■ Problem requirements
Would you retype, word for word, the line with "point: glass round" and every line after it through the end of the records below?

■ Data lines
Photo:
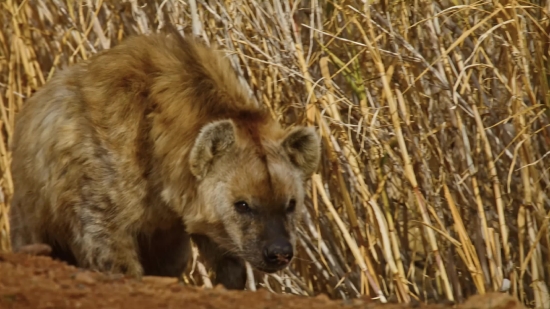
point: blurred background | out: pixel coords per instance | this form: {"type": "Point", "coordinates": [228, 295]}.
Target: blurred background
{"type": "Point", "coordinates": [434, 115]}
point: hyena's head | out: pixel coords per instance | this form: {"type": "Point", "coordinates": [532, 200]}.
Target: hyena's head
{"type": "Point", "coordinates": [254, 182]}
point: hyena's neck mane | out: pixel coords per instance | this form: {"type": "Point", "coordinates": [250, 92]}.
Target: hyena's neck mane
{"type": "Point", "coordinates": [194, 86]}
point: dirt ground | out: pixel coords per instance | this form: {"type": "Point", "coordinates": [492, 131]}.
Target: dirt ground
{"type": "Point", "coordinates": [28, 281]}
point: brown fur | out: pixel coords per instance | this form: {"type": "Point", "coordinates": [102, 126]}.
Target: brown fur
{"type": "Point", "coordinates": [119, 160]}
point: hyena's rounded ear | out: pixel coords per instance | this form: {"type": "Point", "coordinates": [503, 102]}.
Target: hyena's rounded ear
{"type": "Point", "coordinates": [213, 139]}
{"type": "Point", "coordinates": [303, 146]}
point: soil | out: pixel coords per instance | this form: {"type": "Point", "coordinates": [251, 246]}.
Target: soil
{"type": "Point", "coordinates": [28, 280]}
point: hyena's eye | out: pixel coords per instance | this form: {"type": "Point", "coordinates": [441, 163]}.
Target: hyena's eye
{"type": "Point", "coordinates": [291, 206]}
{"type": "Point", "coordinates": [242, 207]}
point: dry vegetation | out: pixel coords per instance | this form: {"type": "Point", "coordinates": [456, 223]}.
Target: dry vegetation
{"type": "Point", "coordinates": [434, 182]}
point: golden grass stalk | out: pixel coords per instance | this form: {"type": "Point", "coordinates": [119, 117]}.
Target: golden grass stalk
{"type": "Point", "coordinates": [433, 115]}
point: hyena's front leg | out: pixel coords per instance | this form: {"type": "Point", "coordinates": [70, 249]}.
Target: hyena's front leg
{"type": "Point", "coordinates": [112, 250]}
{"type": "Point", "coordinates": [230, 270]}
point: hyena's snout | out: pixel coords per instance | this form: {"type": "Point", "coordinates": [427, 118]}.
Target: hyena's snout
{"type": "Point", "coordinates": [278, 253]}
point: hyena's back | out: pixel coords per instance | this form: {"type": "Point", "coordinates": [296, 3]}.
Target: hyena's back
{"type": "Point", "coordinates": [79, 173]}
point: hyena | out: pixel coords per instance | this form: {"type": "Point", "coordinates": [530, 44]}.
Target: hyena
{"type": "Point", "coordinates": [120, 160]}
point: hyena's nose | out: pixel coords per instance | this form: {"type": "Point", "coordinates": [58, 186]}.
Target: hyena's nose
{"type": "Point", "coordinates": [278, 252]}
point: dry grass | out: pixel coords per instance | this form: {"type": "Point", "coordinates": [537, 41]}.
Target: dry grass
{"type": "Point", "coordinates": [433, 114]}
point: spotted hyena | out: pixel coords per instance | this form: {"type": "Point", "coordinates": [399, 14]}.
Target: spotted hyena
{"type": "Point", "coordinates": [120, 160]}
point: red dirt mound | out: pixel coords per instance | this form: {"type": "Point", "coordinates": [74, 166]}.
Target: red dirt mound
{"type": "Point", "coordinates": [28, 281]}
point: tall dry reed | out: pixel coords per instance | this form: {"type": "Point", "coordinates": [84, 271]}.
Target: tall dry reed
{"type": "Point", "coordinates": [433, 114]}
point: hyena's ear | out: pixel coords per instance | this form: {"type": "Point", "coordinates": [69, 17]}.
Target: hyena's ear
{"type": "Point", "coordinates": [303, 147]}
{"type": "Point", "coordinates": [213, 139]}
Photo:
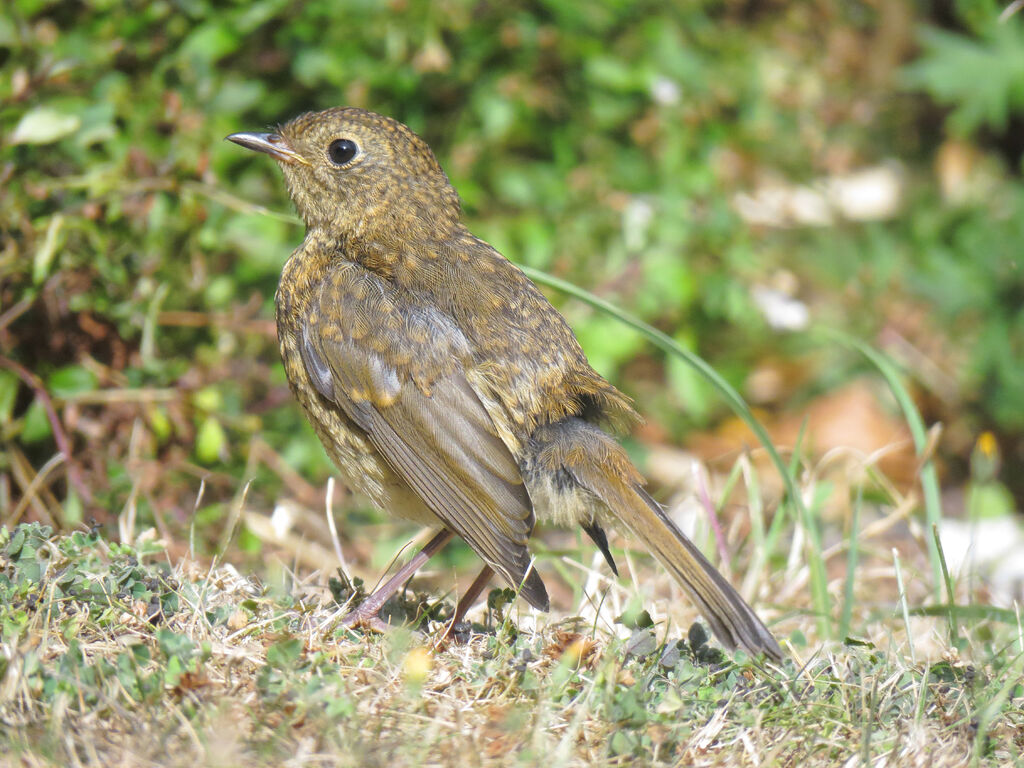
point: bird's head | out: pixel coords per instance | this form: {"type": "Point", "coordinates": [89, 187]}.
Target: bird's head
{"type": "Point", "coordinates": [356, 172]}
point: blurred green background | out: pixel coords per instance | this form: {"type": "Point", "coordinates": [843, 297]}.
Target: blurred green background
{"type": "Point", "coordinates": [737, 174]}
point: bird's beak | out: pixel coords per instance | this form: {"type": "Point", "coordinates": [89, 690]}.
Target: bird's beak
{"type": "Point", "coordinates": [272, 143]}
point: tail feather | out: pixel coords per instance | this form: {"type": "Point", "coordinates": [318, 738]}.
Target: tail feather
{"type": "Point", "coordinates": [732, 621]}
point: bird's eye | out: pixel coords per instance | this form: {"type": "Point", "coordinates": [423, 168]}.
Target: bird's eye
{"type": "Point", "coordinates": [341, 151]}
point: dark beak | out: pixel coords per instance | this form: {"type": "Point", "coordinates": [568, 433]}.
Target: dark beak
{"type": "Point", "coordinates": [271, 143]}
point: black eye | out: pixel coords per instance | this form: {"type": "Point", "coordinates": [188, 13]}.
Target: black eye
{"type": "Point", "coordinates": [341, 151]}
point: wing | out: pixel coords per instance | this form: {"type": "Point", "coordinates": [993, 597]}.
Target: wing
{"type": "Point", "coordinates": [396, 371]}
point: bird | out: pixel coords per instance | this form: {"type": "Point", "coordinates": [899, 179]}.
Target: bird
{"type": "Point", "coordinates": [442, 383]}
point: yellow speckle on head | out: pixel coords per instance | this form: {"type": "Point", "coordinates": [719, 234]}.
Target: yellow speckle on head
{"type": "Point", "coordinates": [417, 666]}
{"type": "Point", "coordinates": [987, 444]}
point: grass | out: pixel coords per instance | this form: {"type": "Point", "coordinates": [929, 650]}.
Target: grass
{"type": "Point", "coordinates": [118, 654]}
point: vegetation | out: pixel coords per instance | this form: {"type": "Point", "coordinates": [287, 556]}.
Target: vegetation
{"type": "Point", "coordinates": [165, 569]}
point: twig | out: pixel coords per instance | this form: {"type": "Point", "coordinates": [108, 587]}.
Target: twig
{"type": "Point", "coordinates": [329, 510]}
{"type": "Point", "coordinates": [704, 497]}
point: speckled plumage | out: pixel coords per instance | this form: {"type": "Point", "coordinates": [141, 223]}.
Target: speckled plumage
{"type": "Point", "coordinates": [441, 382]}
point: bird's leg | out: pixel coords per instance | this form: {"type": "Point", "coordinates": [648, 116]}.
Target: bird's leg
{"type": "Point", "coordinates": [466, 602]}
{"type": "Point", "coordinates": [366, 614]}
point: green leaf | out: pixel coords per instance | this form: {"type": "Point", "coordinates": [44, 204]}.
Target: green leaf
{"type": "Point", "coordinates": [71, 380]}
{"type": "Point", "coordinates": [210, 441]}
{"type": "Point", "coordinates": [35, 424]}
{"type": "Point", "coordinates": [8, 393]}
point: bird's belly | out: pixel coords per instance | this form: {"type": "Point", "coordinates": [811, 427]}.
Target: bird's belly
{"type": "Point", "coordinates": [361, 467]}
{"type": "Point", "coordinates": [560, 501]}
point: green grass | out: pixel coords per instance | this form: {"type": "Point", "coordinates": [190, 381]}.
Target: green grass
{"type": "Point", "coordinates": [118, 654]}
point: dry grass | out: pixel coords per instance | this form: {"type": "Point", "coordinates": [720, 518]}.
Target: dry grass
{"type": "Point", "coordinates": [116, 655]}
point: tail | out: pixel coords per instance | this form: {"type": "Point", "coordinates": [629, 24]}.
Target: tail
{"type": "Point", "coordinates": [732, 621]}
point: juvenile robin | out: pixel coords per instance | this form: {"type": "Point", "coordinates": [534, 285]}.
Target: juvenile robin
{"type": "Point", "coordinates": [441, 382]}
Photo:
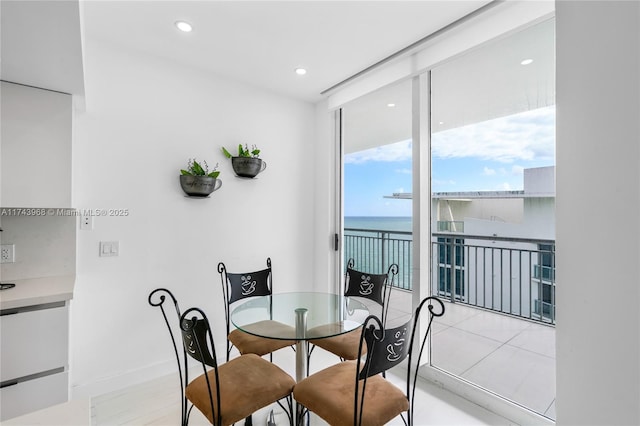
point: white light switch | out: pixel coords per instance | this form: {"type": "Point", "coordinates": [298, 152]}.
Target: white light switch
{"type": "Point", "coordinates": [109, 248]}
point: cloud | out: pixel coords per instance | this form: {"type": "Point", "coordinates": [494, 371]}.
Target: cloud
{"type": "Point", "coordinates": [521, 137]}
{"type": "Point", "coordinates": [517, 170]}
{"type": "Point", "coordinates": [399, 151]}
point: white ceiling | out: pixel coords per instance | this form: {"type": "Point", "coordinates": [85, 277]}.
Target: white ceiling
{"type": "Point", "coordinates": [41, 44]}
{"type": "Point", "coordinates": [485, 83]}
{"type": "Point", "coordinates": [256, 42]}
{"type": "Point", "coordinates": [261, 43]}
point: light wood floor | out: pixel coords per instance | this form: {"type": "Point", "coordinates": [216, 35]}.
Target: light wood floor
{"type": "Point", "coordinates": [157, 402]}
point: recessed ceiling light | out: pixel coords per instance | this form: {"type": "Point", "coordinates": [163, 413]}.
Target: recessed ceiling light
{"type": "Point", "coordinates": [184, 26]}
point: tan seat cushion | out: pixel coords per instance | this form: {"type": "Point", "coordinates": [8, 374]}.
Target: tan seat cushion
{"type": "Point", "coordinates": [344, 345]}
{"type": "Point", "coordinates": [330, 394]}
{"type": "Point", "coordinates": [247, 383]}
{"type": "Point", "coordinates": [247, 343]}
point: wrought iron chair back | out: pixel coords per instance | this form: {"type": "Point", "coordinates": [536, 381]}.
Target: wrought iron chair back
{"type": "Point", "coordinates": [375, 287]}
{"type": "Point", "coordinates": [238, 286]}
{"type": "Point", "coordinates": [387, 348]}
{"type": "Point", "coordinates": [164, 299]}
{"type": "Point", "coordinates": [198, 343]}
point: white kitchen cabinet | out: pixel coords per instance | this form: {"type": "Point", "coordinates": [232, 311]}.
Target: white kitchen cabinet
{"type": "Point", "coordinates": [36, 134]}
{"type": "Point", "coordinates": [35, 353]}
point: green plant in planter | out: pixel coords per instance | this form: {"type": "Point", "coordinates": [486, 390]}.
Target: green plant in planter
{"type": "Point", "coordinates": [196, 169]}
{"type": "Point", "coordinates": [254, 152]}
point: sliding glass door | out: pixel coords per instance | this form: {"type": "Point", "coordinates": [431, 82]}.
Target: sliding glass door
{"type": "Point", "coordinates": [487, 197]}
{"type": "Point", "coordinates": [493, 224]}
{"type": "Point", "coordinates": [377, 161]}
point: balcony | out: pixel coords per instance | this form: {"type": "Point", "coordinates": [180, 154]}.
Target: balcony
{"type": "Point", "coordinates": [498, 330]}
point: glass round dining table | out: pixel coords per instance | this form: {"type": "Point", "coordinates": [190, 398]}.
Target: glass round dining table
{"type": "Point", "coordinates": [299, 316]}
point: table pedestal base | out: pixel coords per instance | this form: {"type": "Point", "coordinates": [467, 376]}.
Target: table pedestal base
{"type": "Point", "coordinates": [302, 347]}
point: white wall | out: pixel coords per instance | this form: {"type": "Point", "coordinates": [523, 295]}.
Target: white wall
{"type": "Point", "coordinates": [144, 118]}
{"type": "Point", "coordinates": [598, 273]}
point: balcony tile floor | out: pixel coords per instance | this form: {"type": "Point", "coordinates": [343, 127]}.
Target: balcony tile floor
{"type": "Point", "coordinates": [508, 356]}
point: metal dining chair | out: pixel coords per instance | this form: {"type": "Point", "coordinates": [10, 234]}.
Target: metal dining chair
{"type": "Point", "coordinates": [355, 392]}
{"type": "Point", "coordinates": [374, 287]}
{"type": "Point", "coordinates": [237, 286]}
{"type": "Point", "coordinates": [224, 393]}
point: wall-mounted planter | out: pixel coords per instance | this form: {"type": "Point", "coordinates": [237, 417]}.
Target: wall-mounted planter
{"type": "Point", "coordinates": [199, 186]}
{"type": "Point", "coordinates": [248, 166]}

■ Response for this exercise
point: glass round dining table | out: pixel coords per instance | this form: {"type": "Point", "coordinates": [190, 398]}.
Target: glass round dining table
{"type": "Point", "coordinates": [299, 316]}
point: table pedestal base | out: pixel coords per instance | this form: {"type": "Point", "coordinates": [467, 376]}.
Target: table pedestal base
{"type": "Point", "coordinates": [302, 347]}
point: white wall | out: pixel coords per instance | this form: {"type": "Point", "coordinates": [523, 295]}.
Target: white wall
{"type": "Point", "coordinates": [144, 118]}
{"type": "Point", "coordinates": [598, 273]}
point: balcony tile floor | out: pixel coords per instance | this form: {"type": "Point", "coordinates": [343, 127]}.
Target: balcony tile floor
{"type": "Point", "coordinates": [508, 356]}
point: metal dining chair | out: pixel coords per instance | this form: {"type": "Point", "coordinates": [10, 234]}.
Target: metal dining chair
{"type": "Point", "coordinates": [355, 392]}
{"type": "Point", "coordinates": [374, 287]}
{"type": "Point", "coordinates": [237, 286]}
{"type": "Point", "coordinates": [224, 393]}
point: wall-mounted planter | out: pixel coords per instance | this form: {"type": "Point", "coordinates": [237, 417]}.
Target: wall-mounted planter
{"type": "Point", "coordinates": [199, 186]}
{"type": "Point", "coordinates": [248, 166]}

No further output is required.